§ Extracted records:
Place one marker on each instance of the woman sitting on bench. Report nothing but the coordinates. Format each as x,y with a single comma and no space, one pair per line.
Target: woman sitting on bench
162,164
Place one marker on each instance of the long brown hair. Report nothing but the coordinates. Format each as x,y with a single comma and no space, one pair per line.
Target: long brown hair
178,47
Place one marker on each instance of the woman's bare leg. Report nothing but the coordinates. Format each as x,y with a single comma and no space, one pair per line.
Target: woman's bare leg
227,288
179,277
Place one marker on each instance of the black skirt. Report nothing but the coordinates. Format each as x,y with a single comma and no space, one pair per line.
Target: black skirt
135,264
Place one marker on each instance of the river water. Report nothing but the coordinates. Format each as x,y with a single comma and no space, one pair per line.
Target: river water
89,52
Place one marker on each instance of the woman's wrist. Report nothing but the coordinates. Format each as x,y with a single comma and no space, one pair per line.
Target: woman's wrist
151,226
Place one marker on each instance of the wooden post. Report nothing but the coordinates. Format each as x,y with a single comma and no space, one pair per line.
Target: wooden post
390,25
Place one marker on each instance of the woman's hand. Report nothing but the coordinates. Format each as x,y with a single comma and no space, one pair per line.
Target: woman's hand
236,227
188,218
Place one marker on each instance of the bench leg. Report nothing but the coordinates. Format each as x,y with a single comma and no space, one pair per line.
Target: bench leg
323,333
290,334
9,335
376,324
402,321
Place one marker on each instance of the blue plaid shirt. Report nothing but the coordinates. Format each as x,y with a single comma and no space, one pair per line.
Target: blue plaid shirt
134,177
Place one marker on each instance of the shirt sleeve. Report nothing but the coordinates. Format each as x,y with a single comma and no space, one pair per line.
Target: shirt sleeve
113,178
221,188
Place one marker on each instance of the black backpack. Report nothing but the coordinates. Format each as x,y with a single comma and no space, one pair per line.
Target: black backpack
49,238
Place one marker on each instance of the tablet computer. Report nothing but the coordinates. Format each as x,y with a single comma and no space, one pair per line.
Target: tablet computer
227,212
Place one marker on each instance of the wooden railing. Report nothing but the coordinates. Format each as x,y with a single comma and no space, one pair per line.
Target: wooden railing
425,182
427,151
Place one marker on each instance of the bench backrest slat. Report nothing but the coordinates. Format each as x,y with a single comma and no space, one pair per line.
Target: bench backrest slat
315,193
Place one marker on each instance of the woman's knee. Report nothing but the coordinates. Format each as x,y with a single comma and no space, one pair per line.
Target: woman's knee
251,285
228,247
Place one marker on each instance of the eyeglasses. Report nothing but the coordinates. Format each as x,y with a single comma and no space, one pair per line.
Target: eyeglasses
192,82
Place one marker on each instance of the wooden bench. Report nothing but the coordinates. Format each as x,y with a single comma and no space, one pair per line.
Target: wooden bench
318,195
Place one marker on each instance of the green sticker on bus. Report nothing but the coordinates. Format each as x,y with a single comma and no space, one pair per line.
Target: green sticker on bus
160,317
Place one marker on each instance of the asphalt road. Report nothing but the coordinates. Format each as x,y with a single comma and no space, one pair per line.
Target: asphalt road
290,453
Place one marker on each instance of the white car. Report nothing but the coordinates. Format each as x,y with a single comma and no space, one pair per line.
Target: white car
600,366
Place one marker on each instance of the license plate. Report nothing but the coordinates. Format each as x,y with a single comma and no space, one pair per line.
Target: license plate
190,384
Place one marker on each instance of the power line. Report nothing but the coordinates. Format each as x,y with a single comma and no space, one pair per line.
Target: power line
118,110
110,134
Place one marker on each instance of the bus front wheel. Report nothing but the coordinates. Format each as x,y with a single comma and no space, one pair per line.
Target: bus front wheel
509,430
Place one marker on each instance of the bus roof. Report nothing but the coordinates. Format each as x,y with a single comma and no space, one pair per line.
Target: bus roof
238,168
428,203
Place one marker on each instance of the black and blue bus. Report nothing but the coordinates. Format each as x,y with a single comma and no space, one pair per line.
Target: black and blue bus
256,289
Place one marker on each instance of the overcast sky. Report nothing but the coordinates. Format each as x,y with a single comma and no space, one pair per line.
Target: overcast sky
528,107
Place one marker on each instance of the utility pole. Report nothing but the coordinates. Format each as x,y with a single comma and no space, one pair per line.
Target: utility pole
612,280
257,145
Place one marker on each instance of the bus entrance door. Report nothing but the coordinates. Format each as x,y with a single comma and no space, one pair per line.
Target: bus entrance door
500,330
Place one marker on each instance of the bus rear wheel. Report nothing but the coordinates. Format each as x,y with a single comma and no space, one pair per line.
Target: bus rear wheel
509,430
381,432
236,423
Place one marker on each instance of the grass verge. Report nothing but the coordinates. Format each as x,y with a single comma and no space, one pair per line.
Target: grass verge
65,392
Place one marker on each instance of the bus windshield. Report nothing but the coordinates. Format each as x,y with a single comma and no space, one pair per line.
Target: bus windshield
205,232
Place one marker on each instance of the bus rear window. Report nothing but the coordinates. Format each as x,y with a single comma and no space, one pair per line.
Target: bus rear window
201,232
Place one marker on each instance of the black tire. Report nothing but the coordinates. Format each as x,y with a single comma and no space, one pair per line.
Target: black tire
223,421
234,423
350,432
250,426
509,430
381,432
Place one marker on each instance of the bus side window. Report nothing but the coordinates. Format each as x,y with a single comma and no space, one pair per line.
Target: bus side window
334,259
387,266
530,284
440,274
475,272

§ Problem to work on:
All of the records must be repeated exactly.

§ Result of the task:
Place one marker on each instance of the woman sitting on bench. Report nothing but the coordinates. Format each as x,y with a single comma and no space, one pair per line.
Target: woman sitting on bench
162,164
Place one marker on each instance of the long brown hair. Report nothing but the coordinates. Format each as x,y with a single comma and no space, one pair per line.
Target: long brown hair
178,47
Place one marker on each instance of the woman's bare leg. Report nothing but the coordinates. Format each as x,y with a single comma and no space, one pair per line.
Target: woman's bare leg
227,288
179,277
Place one marker on each instance of the black skirt. Report nothing but the coordinates. Format each as x,y with a single comma and no space, one pair per line.
Target: black skirt
135,264
Place one marker on each instance of the river water. Report nothing but the coordinates. Format each as x,y with a single comma and no space, one pair per line.
Target: river water
89,52
Place one marker on each instance of the woman's wrist. Report nothing but the coordinates. Format each as x,y with a single comma and no space, one pair per line.
Target: woman's wrist
151,226
Place one marker on each instance of the wooden post. Report nothing but the coordinates. Format each as x,y with a single comma and no space, one pair per line.
Target: wooden post
390,25
Place one marker on each instance of the woman's hand. Report nothing but the coordinates. Format each as x,y with a single comma and no space, one pair per line.
Target: woman's hand
236,227
188,218
Place one marker on each instance of the bench leg. Report nothing but the coordinates. Format each as x,y with a single comma and no space, one pair per line.
Target: bench leg
323,333
290,334
9,335
376,324
402,321
Place one marker on each instance of the blue plaid shirt. Report nothing but the coordinates. Format each as x,y with a single comma and no space, one pair per line.
Target: blue plaid shirt
134,177
Place one marker on each instance of the shirt sleeve. Report nothing but the coordinates. Format each as x,y with a single comma and no space, one pair per line.
Target: shirt sleeve
113,178
221,188
Place one marker on each instance of the black backpack. Report nothing but the coordinates. Format each as x,y with a single comma and no space, one pair per line.
Target: black backpack
49,238
Place one marker on each instance of the tablet computer. Report nothing but the coordinates. Format each as x,y with a single comma and no space, one pair per line.
Target: tablet computer
227,212
Place one marker on each instance of the wooden railing. Report nothing but the coordinates. Format each as x,y with a single comma and no space, one pair per line.
Target: wooden railing
425,182
427,151
Place one marker on each instance of the bench backrest slat. Report nothing but the coordinates. Format each as x,y with a single comma and no space, one pair per line.
Target: bench backrest slat
315,193
Place one marker on each instance of the woman's knee. Report nothing but the coordinates. Format each as x,y with a single comma and no space, one pair per line.
Target: woman's knee
251,285
228,247
Place one marker on each instance of the eyeglasses. Report nothing but the coordinates. Format each as x,y with a single comma and no space, one pair per line.
Target: eyeglasses
192,82
Place one marker on each instance of the wooden bench. Report nothing but the coordinates. Format each as x,y with a single comma and no space, one pair per line.
Target: wooden bench
318,195
Place one marker on each instance of the green sticker on bus. Report nothing but the coordinates. Format each as x,y with a single comma and no space, one pair per line.
Target: green sticker on bus
160,317
Place one marker on each instance of the asphalt road. Report nothing but the coordinates. Format each as x,y with a single comma and no space, one pair per line.
Target: asphalt road
290,453
Place one marker on each instance of the white car. Report nothing but the coordinates. Format each as x,y with a single comma and no space, one pair per line.
Target: white car
600,366
Place one marker on each instance of the license plate. Report nothing but the coordinates. Format each as x,y with a single comma and no space, one pair per line.
Target: license plate
190,384
Place one marker on each instance of the power line. Report nothing but the coordinates. Format each as x,y with a single comma and no space, one pair per line.
Target: power line
118,110
110,134
Place one marker on each instance of the bus front wheel. Report nothing but the coordinates. Format each as x,y with a single comma and no space, one pair per line.
Target: bus front wheel
509,430
Place one marker on each instance of the bus roof. Report nothing but the coordinates. Format each as x,y with a single comma and no space, one pair per line.
Target: bus roof
238,168
428,203
Place one marker on each instance of the black and blue bus. Report nothing but the coordinates. Format each as x,y with a single comma and no space, one pair per line.
Target: black and blue bus
256,289
Place one marker on each instance of the overcast sky. Report nothing but the coordinates. Format each as x,y with a single comma and no space, one pair per line.
Target: overcast sky
528,107
Place one marker on each instance of the utility pole. Report nothing but the coordinates. Format each as x,y with a single comma and no space, one pair per line.
Target: utility pole
612,280
257,145
Place one marker on each instance of the bus entrance door. Report nothing but the coordinates. Format each as x,y with a single comma and no space, one pair per line.
Target: bus entrance door
500,330
Place one marker on each instance of the bus rear wheel. Report nothing but the coordinates. Format each as x,y with a single comma and no space, one pair per line.
Target: bus rear wheel
509,430
381,432
236,423
Place one marker on each instance of the grass verge. Report nothing but the coordinates. Format each as x,y with a single comma and no space, one pair per line.
Target: grass verge
65,392
Place one marker on each instance of the bus windshield. Report nothing but the coordinates. Format each as x,y with a single comma and no space, one pair per line.
Target: bus windshield
205,232
Place one marker on each instance of the bus rear window. Report nothing but the coordinates. Format each as x,y with a single comma and no space, one pair per line.
Target: bus rear window
201,232
Place one marker on each instance of the black tire. Report nothing but the coordinates. Format each as x,y with a single comma and no space, one pair per line.
Target: black tire
223,421
234,423
350,432
250,426
509,430
381,432
Place one marker on each instance of the bus side window. Report nothing but the coordinates. Format each as x,y with a single comma and no space, one pair per line.
Target: bus side window
334,259
387,266
530,284
440,274
475,272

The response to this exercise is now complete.